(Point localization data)
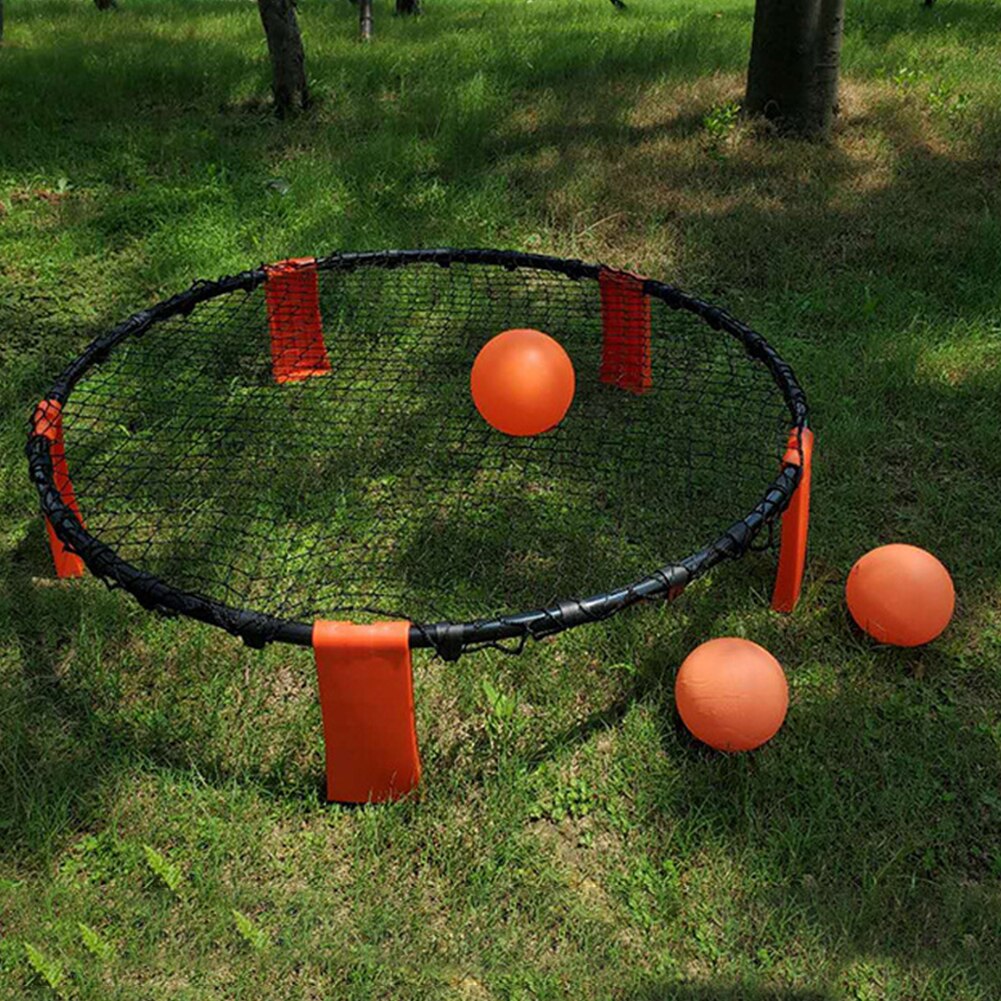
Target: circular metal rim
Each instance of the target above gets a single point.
(447, 639)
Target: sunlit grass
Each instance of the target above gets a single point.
(570, 841)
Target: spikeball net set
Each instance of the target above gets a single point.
(293, 453)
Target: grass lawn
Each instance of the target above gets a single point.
(161, 833)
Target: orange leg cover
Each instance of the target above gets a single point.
(795, 528)
(297, 349)
(48, 423)
(626, 358)
(366, 698)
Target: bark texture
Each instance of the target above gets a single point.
(795, 58)
(288, 62)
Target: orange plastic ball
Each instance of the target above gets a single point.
(901, 595)
(523, 382)
(732, 694)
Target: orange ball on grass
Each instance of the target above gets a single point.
(732, 694)
(900, 595)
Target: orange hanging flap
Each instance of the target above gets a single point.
(795, 526)
(293, 317)
(626, 360)
(47, 422)
(366, 700)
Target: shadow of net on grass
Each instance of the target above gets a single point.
(376, 488)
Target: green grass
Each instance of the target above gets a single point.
(161, 834)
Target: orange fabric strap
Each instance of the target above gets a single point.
(626, 360)
(366, 699)
(47, 422)
(795, 527)
(293, 317)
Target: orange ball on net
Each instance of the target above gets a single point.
(523, 382)
(900, 595)
(732, 694)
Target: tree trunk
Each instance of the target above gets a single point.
(288, 62)
(795, 52)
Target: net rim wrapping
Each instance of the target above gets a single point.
(449, 640)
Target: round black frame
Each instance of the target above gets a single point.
(449, 640)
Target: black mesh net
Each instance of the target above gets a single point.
(377, 486)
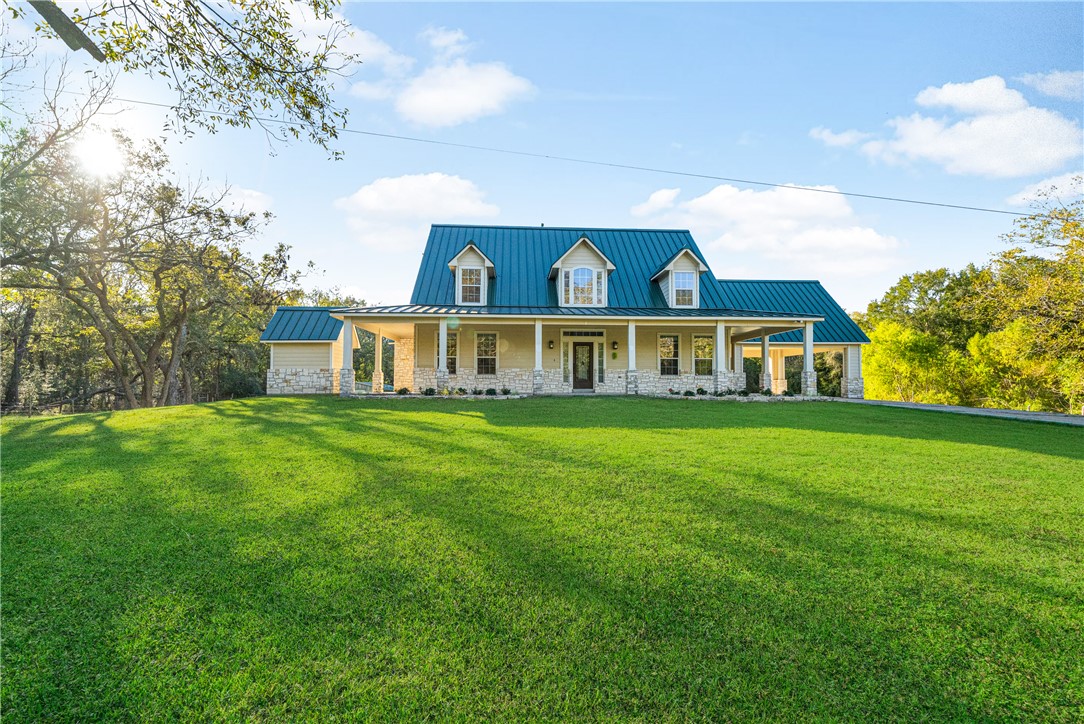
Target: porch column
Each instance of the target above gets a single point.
(346, 364)
(720, 361)
(852, 385)
(778, 371)
(809, 375)
(539, 380)
(442, 353)
(765, 362)
(378, 364)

Directions for this task —
Copy out each record shown above without alteration, skipping any picture.

Answer below —
Target: circular metal rim
Each instance of the target above gets a single point.
(447, 639)
Target: sunlit grass
Each instance of the target above gets a single point.
(570, 841)
Target: spikeball net set
Each instance of the target above gets a single point.
(293, 453)
Target: grass lawn
Each instance of the target above gets a single point.
(161, 833)
Target: orange leg cover
Each instance of the target above gets a single point.
(795, 528)
(297, 349)
(48, 423)
(626, 358)
(366, 698)
Target: bark texture
Each instance of the target above gets a single point.
(795, 58)
(288, 62)
Target: orange plastic ball
Each instance of the target above gets a single point.
(901, 595)
(523, 382)
(732, 694)
Target: orange ball on grass
Each instance of the target above gets a single point.
(732, 694)
(900, 595)
Target: orange hanging flap
Each instance of the target above gets a single point.
(795, 526)
(293, 317)
(626, 360)
(47, 422)
(366, 700)
Target: shadow of net on grass
Each instance of the target above gets a single point.
(376, 488)
Target: green grass
Each instance of the target above gets a single point.
(161, 834)
Target: orange fabric strap
Each instance of the target above gets a single point.
(626, 360)
(366, 699)
(47, 422)
(795, 527)
(293, 317)
Target: orange ball on net
Each instance of the target above gets a single point.
(523, 382)
(900, 595)
(732, 694)
Target: tree trunk
Each instance of the target above gets a single point.
(288, 62)
(795, 52)
Target: net rim wrapping
Each instance of the target above gets a single point.
(449, 640)
Target: round black frame
Each instance of the target above gets a single point.
(449, 640)
Target: black mesh net
Each instance of the target above gets a single point.
(377, 486)
Target: porch column
Each instance of the target above gets a single point.
(346, 364)
(720, 361)
(852, 385)
(778, 371)
(809, 375)
(539, 380)
(442, 353)
(765, 362)
(378, 364)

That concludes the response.